### [Text excerpt]
-- begin --

BASIC FEATURES and AMENITIES of TYPICAL TEEN CENTER/ROOM/AREA

 

  1. Carpeting or carpet tiles: Dense weave, darker solid colors or patterned, bright color accents.
  2. Walls: Painted and/or commercial wall vinyl; darker shades, bright color accents.
  3. Windows: Unobstructed view of outdoors; windows overlooking hallway; no windows.
  4. Entrance: Often open, and no doors. Any doors may be wood, or vinyl-coated.
  5. Computer area: Washable/durable surfaces: countertops, height-appropriate chairs/stools.
  6. Seating: Bean bag chairs. Upholstery: vinyl/fabric; heavy-duty, stain and water resistant.
  7. Other furniture: Café booth(s) with benches (bolted down); couch, arm chairs; work table.
  8. Lighting: Recessed lighting, fixtures for reading/close-up work; workstation lighting.

-- end --

### [Tasks to perform]
[1] Rewrite the item in the teen center features list that begins "Other furniture" as a short bulleted list. Keep every piece of furniture it names.
[2] Answer these questions from the teen center features list.
(a) What type of chairs does the seating item name?
(b) What may any doors at the entrance be made of?
(c) What kind of surfaces does the computer area have?

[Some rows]

-- begin --

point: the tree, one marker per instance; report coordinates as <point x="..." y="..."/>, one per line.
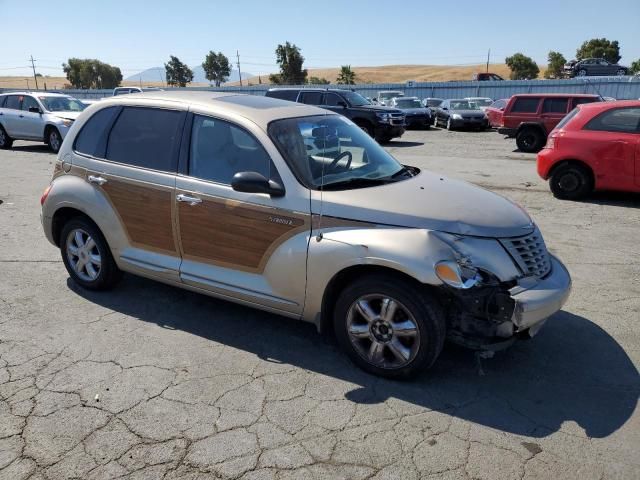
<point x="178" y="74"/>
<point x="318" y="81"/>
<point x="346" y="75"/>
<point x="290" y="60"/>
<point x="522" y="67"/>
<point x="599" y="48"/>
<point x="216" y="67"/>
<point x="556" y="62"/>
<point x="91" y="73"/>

-- end --
-- begin --

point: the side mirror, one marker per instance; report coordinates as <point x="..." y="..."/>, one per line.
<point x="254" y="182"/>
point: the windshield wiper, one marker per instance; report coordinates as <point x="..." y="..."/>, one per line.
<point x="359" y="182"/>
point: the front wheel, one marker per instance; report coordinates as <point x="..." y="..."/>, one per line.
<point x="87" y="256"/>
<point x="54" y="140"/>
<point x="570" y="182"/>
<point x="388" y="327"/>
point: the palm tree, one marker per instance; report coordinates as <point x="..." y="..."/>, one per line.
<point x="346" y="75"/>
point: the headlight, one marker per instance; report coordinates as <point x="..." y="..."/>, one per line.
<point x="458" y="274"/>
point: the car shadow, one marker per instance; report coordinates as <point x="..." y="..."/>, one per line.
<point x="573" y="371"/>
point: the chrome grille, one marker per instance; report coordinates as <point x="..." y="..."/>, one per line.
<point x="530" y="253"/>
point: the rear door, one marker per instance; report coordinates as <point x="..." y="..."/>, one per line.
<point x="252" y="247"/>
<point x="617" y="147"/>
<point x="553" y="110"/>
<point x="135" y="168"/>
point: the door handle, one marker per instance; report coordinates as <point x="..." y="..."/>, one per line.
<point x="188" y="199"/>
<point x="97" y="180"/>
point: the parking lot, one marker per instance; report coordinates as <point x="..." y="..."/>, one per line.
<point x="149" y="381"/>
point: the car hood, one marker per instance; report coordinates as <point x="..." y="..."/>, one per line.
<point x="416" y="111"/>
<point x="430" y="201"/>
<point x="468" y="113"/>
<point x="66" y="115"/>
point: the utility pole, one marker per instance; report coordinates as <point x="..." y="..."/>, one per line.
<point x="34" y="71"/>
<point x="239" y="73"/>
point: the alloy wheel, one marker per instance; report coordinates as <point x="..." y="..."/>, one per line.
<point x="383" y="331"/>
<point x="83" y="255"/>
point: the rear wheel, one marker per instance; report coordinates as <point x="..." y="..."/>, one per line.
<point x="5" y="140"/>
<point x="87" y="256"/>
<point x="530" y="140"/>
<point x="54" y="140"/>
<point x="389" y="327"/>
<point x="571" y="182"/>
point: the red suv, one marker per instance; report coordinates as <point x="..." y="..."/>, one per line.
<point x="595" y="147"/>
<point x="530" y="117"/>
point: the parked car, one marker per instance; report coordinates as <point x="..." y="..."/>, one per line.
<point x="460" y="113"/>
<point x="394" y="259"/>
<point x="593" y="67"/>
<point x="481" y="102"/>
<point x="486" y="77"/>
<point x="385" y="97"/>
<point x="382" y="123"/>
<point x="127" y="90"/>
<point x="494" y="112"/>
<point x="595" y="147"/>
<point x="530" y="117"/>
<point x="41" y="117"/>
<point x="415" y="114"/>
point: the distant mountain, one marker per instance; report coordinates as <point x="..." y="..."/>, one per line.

-- end --

### [Solutions to the problems]
[1]
- Café booths with bolted-down benches
- Couch
- Arm chairs
- Work table

[2]
(a) Bean bag chairs.
(b) Wood, or they may be vinyl-coated.
(c) Washable, durable surfaces.